*Given request 1*: Please add 30 to every coordinate value in the answers and give back the records starting at the line that contains "the white bird" and ending at the end of the records, with the requests included.

*Text*:

Hire a company/person that is solely a QI like @Dave Foster they do it every day and will keep you legal and on track. 

I did one a few months ago and I’m pretty sure it was under $1,000, $7-800? YMMV. 

If you’re selling and you’re going to buy another rental no matter what, if you probably do a 1031 unless you have almost no capital gain or depreciation capture. If you want to sell and be done with rentals you probably don’t do a 1031 no matter what. 

Your equity doesn’t matter in the taxes or decision. You have your selling price, minus all selling costs, minus your purchase price, that’s your taxable gain. (I’m ignoring any extra cap-x because you said it was a condo, but you’d also add any major cap-x to cost basis). You’re also going to have a 25% depreciation recapture on 3.6% (got) per year on the building value, 10 years in your case…


so random guessing. Role-playing.   
  . 
you paid $300k 10 years ago, it’s worth $660k, (so when you sell you net $600k to make math easy.)and your cpa determined that you owned zero land, so it’s all depreciatable. 

you owe 15% on the $300k gain plus 25% tax on $109k depreciation recapture, so you owe $70k in federal taxes, then California reaches out for another $30k?  So if you do an exchange you are saving $100k in taxes today. “Hopefully” you die before ever selling without exchanging and you never owe those taxes.

*Provided data*:
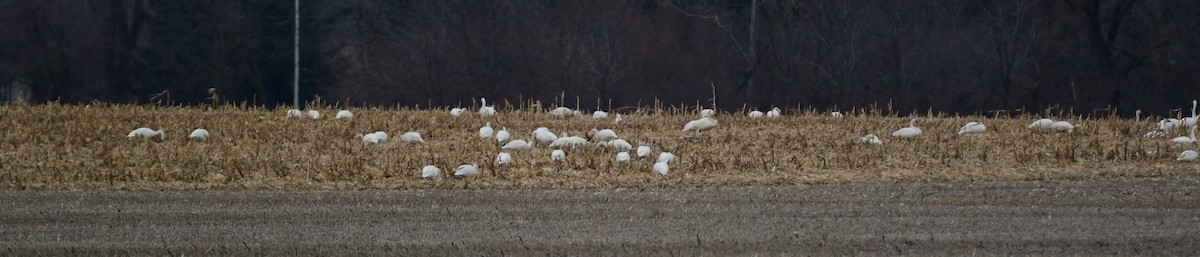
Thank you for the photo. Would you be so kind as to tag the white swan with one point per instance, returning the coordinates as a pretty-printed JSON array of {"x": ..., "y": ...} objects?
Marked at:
[
  {"x": 623, "y": 157},
  {"x": 199, "y": 135},
  {"x": 147, "y": 133},
  {"x": 430, "y": 172},
  {"x": 603, "y": 135},
  {"x": 1191, "y": 121},
  {"x": 774, "y": 112},
  {"x": 544, "y": 136},
  {"x": 519, "y": 144},
  {"x": 485, "y": 109},
  {"x": 972, "y": 129},
  {"x": 503, "y": 159},
  {"x": 911, "y": 131},
  {"x": 1189, "y": 155},
  {"x": 663, "y": 168},
  {"x": 485, "y": 131},
  {"x": 503, "y": 136},
  {"x": 467, "y": 171},
  {"x": 700, "y": 124},
  {"x": 411, "y": 137},
  {"x": 558, "y": 155},
  {"x": 666, "y": 156},
  {"x": 343, "y": 115},
  {"x": 643, "y": 151},
  {"x": 870, "y": 139},
  {"x": 1169, "y": 124},
  {"x": 1042, "y": 124}
]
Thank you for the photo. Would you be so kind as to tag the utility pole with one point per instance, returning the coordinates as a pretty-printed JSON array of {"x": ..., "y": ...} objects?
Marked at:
[{"x": 295, "y": 79}]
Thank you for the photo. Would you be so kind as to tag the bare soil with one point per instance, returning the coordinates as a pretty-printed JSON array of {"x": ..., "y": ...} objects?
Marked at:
[{"x": 1129, "y": 216}]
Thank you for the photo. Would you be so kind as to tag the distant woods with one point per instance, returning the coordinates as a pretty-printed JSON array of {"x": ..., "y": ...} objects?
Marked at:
[{"x": 964, "y": 55}]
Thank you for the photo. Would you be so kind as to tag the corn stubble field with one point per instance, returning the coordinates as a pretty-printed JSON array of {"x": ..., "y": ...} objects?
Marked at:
[{"x": 63, "y": 147}]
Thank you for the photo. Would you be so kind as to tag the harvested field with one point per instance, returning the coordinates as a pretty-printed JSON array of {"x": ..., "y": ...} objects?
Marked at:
[
  {"x": 76, "y": 147},
  {"x": 1110, "y": 217}
]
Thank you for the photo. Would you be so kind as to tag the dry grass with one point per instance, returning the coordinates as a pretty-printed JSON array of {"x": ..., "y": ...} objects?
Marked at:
[{"x": 72, "y": 147}]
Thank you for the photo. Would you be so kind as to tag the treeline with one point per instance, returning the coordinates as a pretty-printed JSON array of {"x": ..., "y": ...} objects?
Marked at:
[{"x": 964, "y": 55}]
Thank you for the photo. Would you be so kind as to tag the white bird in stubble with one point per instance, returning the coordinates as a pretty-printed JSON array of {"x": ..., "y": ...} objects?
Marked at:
[
  {"x": 503, "y": 159},
  {"x": 199, "y": 135},
  {"x": 485, "y": 109},
  {"x": 558, "y": 155},
  {"x": 663, "y": 168},
  {"x": 544, "y": 136},
  {"x": 623, "y": 157},
  {"x": 603, "y": 135},
  {"x": 485, "y": 131},
  {"x": 503, "y": 136},
  {"x": 1191, "y": 121},
  {"x": 343, "y": 115},
  {"x": 1189, "y": 155},
  {"x": 467, "y": 171},
  {"x": 666, "y": 156},
  {"x": 412, "y": 137},
  {"x": 774, "y": 112},
  {"x": 870, "y": 139},
  {"x": 431, "y": 172},
  {"x": 147, "y": 133},
  {"x": 519, "y": 144},
  {"x": 1169, "y": 124},
  {"x": 972, "y": 127},
  {"x": 700, "y": 124},
  {"x": 911, "y": 131},
  {"x": 643, "y": 151},
  {"x": 294, "y": 113}
]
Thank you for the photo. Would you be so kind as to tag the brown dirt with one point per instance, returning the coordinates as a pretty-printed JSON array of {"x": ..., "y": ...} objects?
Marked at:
[{"x": 1131, "y": 216}]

*Given request 2*: In the 1031 exchange text, restate the paragraph beginning "you owe 15% on the $300k gain" as a short bulleted list that keeps its main facts.

*Task output 1*:
Thank you for the photo. Would you be so kind as to tag the white bird in stubble with one point per instance, returning the coordinates as a pretty-printed JSON array of {"x": ..., "y": ...} objects?
Marked at:
[
  {"x": 533, "y": 189},
  {"x": 229, "y": 165},
  {"x": 515, "y": 139},
  {"x": 588, "y": 185},
  {"x": 693, "y": 198},
  {"x": 574, "y": 166},
  {"x": 653, "y": 187},
  {"x": 633, "y": 165},
  {"x": 515, "y": 161},
  {"x": 533, "y": 166},
  {"x": 1221, "y": 151},
  {"x": 373, "y": 145},
  {"x": 1219, "y": 185},
  {"x": 497, "y": 201},
  {"x": 696, "y": 186},
  {"x": 442, "y": 167},
  {"x": 804, "y": 142},
  {"x": 900, "y": 169},
  {"x": 461, "y": 202},
  {"x": 177, "y": 163},
  {"x": 549, "y": 174},
  {"x": 1199, "y": 154},
  {"x": 1002, "y": 157},
  {"x": 730, "y": 154},
  {"x": 941, "y": 161},
  {"x": 673, "y": 181},
  {"x": 324, "y": 143}
]
Thank you for the photo. Would you be so kind as to tag the brown dirt with one point per instance, returning the coordinates as a pretty-printed JSON array of {"x": ..., "y": ...} objects?
Marked at:
[{"x": 1161, "y": 246}]

*Task output 2*:
- Federal taxes: 15% on the $300k gain plus 25% on $109k of depreciation recapture, about $70k in total.
- California may take roughly another $30k.
- An exchange saves $100k in taxes today.
- If you die before ever selling without exchanging, those taxes are never owed.